▸ **REQUIRED ACTIONS**:
1. Name every poster in the forum thread about the A380 fly-by who ends their post with a signed name. Give each username with the name they sign.
2. From the forum thread about the A380 fly-by, quote the passage from "Excellent pics... i" up to and including "it close up.".

▸ **SOURCE TEXT**:
-- BEGIN --
# Airbus a380 low level fly by at edi



## scott170 (Nov 21, 2008)




----------



## stuart1164 (Jun 9, 2009)

Awesome. Good pics, a very good photogragher mate

Stuart.


----------



## Lump (Nov 6, 2008)

she is a big old bird, great pics mate :thumb:


----------



## ksm1985 (Dec 27, 2008)

nice pictures !!


----------



## Bigpikle (May 21, 2007)

very nice :thumb:

taxi'd past one of those at CDG recently and it was absolutely MASSIVE :doublesho


----------



## Maxtor (Feb 23, 2007)

Nice shots!

Thanks for sharing. :thumb:

Maxtor.


----------



## Gary-360 (Apr 26, 2008)

Great shots of an awsome piece of engineering. 
Most of the Edinburgh inbounds circle my area (Dunfermline) before crossing the Forth and into land, it would have been great have seen that one.

Gary


----------



## n_d_fox (Apr 18, 2007)

Excellent pics... i used to work at Goodrich and they had a big part in a lot of the parts on that plane (flight control units, injection systems, landing gear etc). When they did the 1st flight we got it running on all the meeting rooms and canteen screens so the staff onsite could see it... was a pretty special day cause of the time and effort that had gone into it !

:thumb:


----------



## DE 1981 (Aug 17, 2007)

Booked on one of these to go to Aus next April cant wait to see it close up.
-- END --
▸ **PROVIDED DATA**:
-- BEGIN --
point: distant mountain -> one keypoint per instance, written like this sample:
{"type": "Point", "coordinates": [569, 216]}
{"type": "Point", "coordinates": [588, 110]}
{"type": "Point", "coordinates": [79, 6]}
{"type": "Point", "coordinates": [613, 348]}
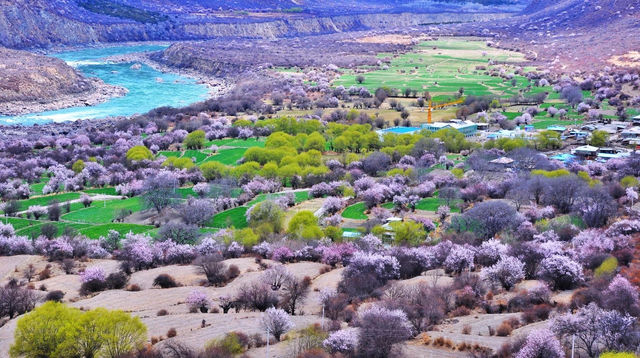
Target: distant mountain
{"type": "Point", "coordinates": [46, 23]}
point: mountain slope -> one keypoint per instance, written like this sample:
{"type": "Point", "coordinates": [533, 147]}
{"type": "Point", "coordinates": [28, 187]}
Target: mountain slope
{"type": "Point", "coordinates": [46, 23]}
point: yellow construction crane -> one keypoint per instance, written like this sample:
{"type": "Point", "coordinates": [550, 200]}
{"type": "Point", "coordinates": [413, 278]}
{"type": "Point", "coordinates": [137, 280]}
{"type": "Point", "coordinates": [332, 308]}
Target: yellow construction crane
{"type": "Point", "coordinates": [441, 105]}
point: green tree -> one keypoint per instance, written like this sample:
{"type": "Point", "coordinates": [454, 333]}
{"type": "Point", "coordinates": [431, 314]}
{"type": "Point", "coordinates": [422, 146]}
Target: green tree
{"type": "Point", "coordinates": [304, 225]}
{"type": "Point", "coordinates": [58, 331]}
{"type": "Point", "coordinates": [549, 140]}
{"type": "Point", "coordinates": [78, 166]}
{"type": "Point", "coordinates": [194, 140]}
{"type": "Point", "coordinates": [315, 141]}
{"type": "Point", "coordinates": [599, 138]}
{"type": "Point", "coordinates": [408, 233]}
{"type": "Point", "coordinates": [42, 332]}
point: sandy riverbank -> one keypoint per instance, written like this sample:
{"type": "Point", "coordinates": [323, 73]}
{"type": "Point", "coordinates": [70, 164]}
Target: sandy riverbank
{"type": "Point", "coordinates": [217, 86]}
{"type": "Point", "coordinates": [100, 92]}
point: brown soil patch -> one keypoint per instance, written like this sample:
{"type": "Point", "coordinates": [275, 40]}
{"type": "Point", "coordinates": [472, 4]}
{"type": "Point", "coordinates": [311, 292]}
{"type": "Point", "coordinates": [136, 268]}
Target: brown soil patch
{"type": "Point", "coordinates": [630, 59]}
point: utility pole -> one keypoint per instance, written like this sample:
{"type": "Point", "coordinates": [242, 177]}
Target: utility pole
{"type": "Point", "coordinates": [267, 352]}
{"type": "Point", "coordinates": [573, 344]}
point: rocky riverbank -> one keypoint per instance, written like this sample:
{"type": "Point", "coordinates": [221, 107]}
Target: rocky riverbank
{"type": "Point", "coordinates": [99, 92]}
{"type": "Point", "coordinates": [217, 86]}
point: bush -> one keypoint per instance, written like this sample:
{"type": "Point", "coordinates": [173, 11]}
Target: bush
{"type": "Point", "coordinates": [55, 327]}
{"type": "Point", "coordinates": [607, 267]}
{"type": "Point", "coordinates": [165, 281]}
{"type": "Point", "coordinates": [504, 329]}
{"type": "Point", "coordinates": [213, 268]}
{"type": "Point", "coordinates": [117, 280]}
{"type": "Point", "coordinates": [179, 233]}
{"type": "Point", "coordinates": [55, 296]}
{"type": "Point", "coordinates": [536, 313]}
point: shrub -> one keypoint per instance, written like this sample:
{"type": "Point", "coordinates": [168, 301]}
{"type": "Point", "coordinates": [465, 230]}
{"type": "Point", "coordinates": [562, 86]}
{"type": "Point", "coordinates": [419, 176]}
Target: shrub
{"type": "Point", "coordinates": [15, 300]}
{"type": "Point", "coordinates": [607, 267]}
{"type": "Point", "coordinates": [561, 272]}
{"type": "Point", "coordinates": [541, 343]}
{"type": "Point", "coordinates": [343, 341]}
{"type": "Point", "coordinates": [165, 281]}
{"type": "Point", "coordinates": [179, 233]}
{"type": "Point", "coordinates": [213, 268]}
{"type": "Point", "coordinates": [198, 301]}
{"type": "Point", "coordinates": [536, 313]}
{"type": "Point", "coordinates": [504, 329]}
{"type": "Point", "coordinates": [256, 296]}
{"type": "Point", "coordinates": [367, 272]}
{"type": "Point", "coordinates": [505, 273]}
{"type": "Point", "coordinates": [69, 332]}
{"type": "Point", "coordinates": [139, 153]}
{"type": "Point", "coordinates": [380, 329]}
{"type": "Point", "coordinates": [56, 296]}
{"type": "Point", "coordinates": [93, 280]}
{"type": "Point", "coordinates": [117, 280]}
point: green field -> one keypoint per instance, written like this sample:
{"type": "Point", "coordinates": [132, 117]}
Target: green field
{"type": "Point", "coordinates": [355, 211]}
{"type": "Point", "coordinates": [96, 231]}
{"type": "Point", "coordinates": [103, 191]}
{"type": "Point", "coordinates": [300, 196]}
{"type": "Point", "coordinates": [227, 156]}
{"type": "Point", "coordinates": [238, 143]}
{"type": "Point", "coordinates": [443, 67]}
{"type": "Point", "coordinates": [103, 212]}
{"type": "Point", "coordinates": [432, 204]}
{"type": "Point", "coordinates": [230, 218]}
{"type": "Point", "coordinates": [45, 200]}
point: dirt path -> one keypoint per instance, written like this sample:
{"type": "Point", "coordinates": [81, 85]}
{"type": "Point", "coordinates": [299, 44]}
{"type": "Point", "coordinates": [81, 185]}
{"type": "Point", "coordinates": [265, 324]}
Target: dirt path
{"type": "Point", "coordinates": [97, 197]}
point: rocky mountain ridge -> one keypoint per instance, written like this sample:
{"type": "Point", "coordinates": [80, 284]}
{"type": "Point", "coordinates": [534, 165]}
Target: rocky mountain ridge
{"type": "Point", "coordinates": [43, 24]}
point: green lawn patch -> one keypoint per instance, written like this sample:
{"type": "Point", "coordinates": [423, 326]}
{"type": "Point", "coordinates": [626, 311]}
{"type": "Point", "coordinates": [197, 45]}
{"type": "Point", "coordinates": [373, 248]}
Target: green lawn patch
{"type": "Point", "coordinates": [227, 156]}
{"type": "Point", "coordinates": [96, 231]}
{"type": "Point", "coordinates": [238, 143]}
{"type": "Point", "coordinates": [355, 211]}
{"type": "Point", "coordinates": [103, 212]}
{"type": "Point", "coordinates": [300, 196]}
{"type": "Point", "coordinates": [230, 218]}
{"type": "Point", "coordinates": [34, 230]}
{"type": "Point", "coordinates": [432, 204]}
{"type": "Point", "coordinates": [45, 200]}
{"type": "Point", "coordinates": [103, 191]}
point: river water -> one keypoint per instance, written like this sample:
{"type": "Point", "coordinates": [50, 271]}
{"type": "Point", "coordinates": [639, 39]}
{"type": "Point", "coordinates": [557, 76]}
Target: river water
{"type": "Point", "coordinates": [148, 88]}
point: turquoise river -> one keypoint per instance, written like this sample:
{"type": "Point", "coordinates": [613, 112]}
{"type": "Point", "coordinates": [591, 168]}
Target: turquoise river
{"type": "Point", "coordinates": [148, 88]}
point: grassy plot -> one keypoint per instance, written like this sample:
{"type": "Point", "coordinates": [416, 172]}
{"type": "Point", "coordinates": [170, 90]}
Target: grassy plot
{"type": "Point", "coordinates": [443, 67]}
{"type": "Point", "coordinates": [45, 200]}
{"type": "Point", "coordinates": [432, 204]}
{"type": "Point", "coordinates": [96, 231]}
{"type": "Point", "coordinates": [238, 143]}
{"type": "Point", "coordinates": [300, 196]}
{"type": "Point", "coordinates": [355, 211]}
{"type": "Point", "coordinates": [103, 191]}
{"type": "Point", "coordinates": [34, 230]}
{"type": "Point", "coordinates": [36, 188]}
{"type": "Point", "coordinates": [103, 212]}
{"type": "Point", "coordinates": [543, 124]}
{"type": "Point", "coordinates": [230, 218]}
{"type": "Point", "coordinates": [227, 156]}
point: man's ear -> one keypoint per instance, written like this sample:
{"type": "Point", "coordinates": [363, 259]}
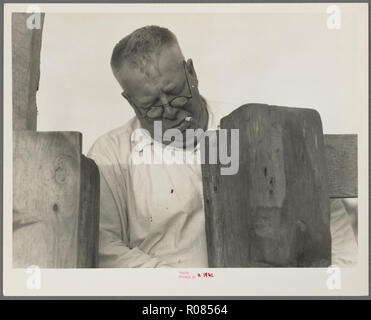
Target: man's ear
{"type": "Point", "coordinates": [125, 95]}
{"type": "Point", "coordinates": [191, 70]}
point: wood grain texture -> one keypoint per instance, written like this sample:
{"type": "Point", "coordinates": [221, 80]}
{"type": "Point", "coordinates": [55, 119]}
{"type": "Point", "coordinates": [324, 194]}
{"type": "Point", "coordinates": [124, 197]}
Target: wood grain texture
{"type": "Point", "coordinates": [54, 219]}
{"type": "Point", "coordinates": [26, 46]}
{"type": "Point", "coordinates": [88, 241]}
{"type": "Point", "coordinates": [275, 212]}
{"type": "Point", "coordinates": [342, 168]}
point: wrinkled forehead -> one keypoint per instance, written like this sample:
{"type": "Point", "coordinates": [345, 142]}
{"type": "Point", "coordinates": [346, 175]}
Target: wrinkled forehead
{"type": "Point", "coordinates": [154, 70]}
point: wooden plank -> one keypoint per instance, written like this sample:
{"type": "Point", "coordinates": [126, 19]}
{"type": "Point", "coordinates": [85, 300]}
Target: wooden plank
{"type": "Point", "coordinates": [55, 201]}
{"type": "Point", "coordinates": [88, 232]}
{"type": "Point", "coordinates": [275, 212]}
{"type": "Point", "coordinates": [26, 46]}
{"type": "Point", "coordinates": [341, 157]}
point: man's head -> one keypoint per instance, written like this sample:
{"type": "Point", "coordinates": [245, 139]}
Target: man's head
{"type": "Point", "coordinates": [156, 80]}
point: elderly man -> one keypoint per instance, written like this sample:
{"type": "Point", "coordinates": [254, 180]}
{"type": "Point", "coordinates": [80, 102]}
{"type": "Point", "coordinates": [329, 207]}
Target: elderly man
{"type": "Point", "coordinates": [152, 215]}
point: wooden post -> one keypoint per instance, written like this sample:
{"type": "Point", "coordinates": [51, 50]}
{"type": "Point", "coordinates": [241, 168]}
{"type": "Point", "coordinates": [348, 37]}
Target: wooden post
{"type": "Point", "coordinates": [55, 201]}
{"type": "Point", "coordinates": [26, 45]}
{"type": "Point", "coordinates": [275, 211]}
{"type": "Point", "coordinates": [55, 188]}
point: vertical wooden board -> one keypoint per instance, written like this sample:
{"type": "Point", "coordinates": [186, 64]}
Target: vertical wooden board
{"type": "Point", "coordinates": [341, 157]}
{"type": "Point", "coordinates": [26, 46]}
{"type": "Point", "coordinates": [46, 195]}
{"type": "Point", "coordinates": [275, 210]}
{"type": "Point", "coordinates": [88, 227]}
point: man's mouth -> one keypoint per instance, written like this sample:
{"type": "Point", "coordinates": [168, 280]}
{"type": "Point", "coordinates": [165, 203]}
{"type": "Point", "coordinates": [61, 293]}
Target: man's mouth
{"type": "Point", "coordinates": [184, 124]}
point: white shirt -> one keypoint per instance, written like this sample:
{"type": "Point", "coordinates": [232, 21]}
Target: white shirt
{"type": "Point", "coordinates": [153, 215]}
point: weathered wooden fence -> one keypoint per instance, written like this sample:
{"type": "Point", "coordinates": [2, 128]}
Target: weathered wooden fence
{"type": "Point", "coordinates": [55, 188]}
{"type": "Point", "coordinates": [275, 212]}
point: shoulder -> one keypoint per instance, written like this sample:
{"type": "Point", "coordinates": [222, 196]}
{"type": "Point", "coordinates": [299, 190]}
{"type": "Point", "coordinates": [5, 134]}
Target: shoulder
{"type": "Point", "coordinates": [114, 145]}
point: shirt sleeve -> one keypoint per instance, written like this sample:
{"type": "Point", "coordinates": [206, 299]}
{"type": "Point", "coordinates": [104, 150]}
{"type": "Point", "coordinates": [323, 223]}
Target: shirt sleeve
{"type": "Point", "coordinates": [344, 244]}
{"type": "Point", "coordinates": [114, 250]}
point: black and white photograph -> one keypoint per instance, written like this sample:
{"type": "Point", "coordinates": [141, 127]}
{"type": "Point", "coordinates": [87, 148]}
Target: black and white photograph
{"type": "Point", "coordinates": [186, 149]}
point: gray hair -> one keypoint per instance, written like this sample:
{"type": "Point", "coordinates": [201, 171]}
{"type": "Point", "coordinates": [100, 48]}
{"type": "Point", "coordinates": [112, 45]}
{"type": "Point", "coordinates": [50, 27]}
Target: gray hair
{"type": "Point", "coordinates": [138, 46]}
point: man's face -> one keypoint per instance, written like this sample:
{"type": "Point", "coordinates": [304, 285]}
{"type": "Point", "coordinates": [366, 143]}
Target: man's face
{"type": "Point", "coordinates": [164, 89]}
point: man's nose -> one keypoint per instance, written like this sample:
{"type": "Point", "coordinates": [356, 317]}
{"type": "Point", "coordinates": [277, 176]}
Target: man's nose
{"type": "Point", "coordinates": [169, 112]}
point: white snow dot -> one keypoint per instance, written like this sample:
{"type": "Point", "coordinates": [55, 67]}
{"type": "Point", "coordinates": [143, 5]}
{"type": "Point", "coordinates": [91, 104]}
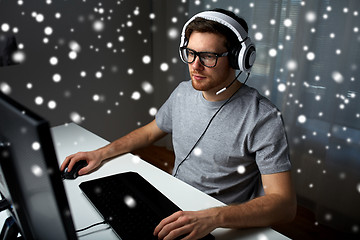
-- END --
▸ **ANSWERS PER TASK**:
1.
stuart1164, signed "Stuart."
Maxtor, signed "Maxtor."
Gary-360, signed "Gary"

2.
Excellent pics... i used to work at Goodrich and they had a big part in a lot of the parts on that plane (flight control units, injection systems, landing gear etc). When they did the 1st flight we got it running on all the meeting rooms and canteen screens so the staff onsite could see it... was a pretty special day cause of the time and effort that had gone into it !

:thumb:


----------



## DE 1981 (Aug 17, 2007)

Booked on one of these to go to Aus next April cant wait to see it close up.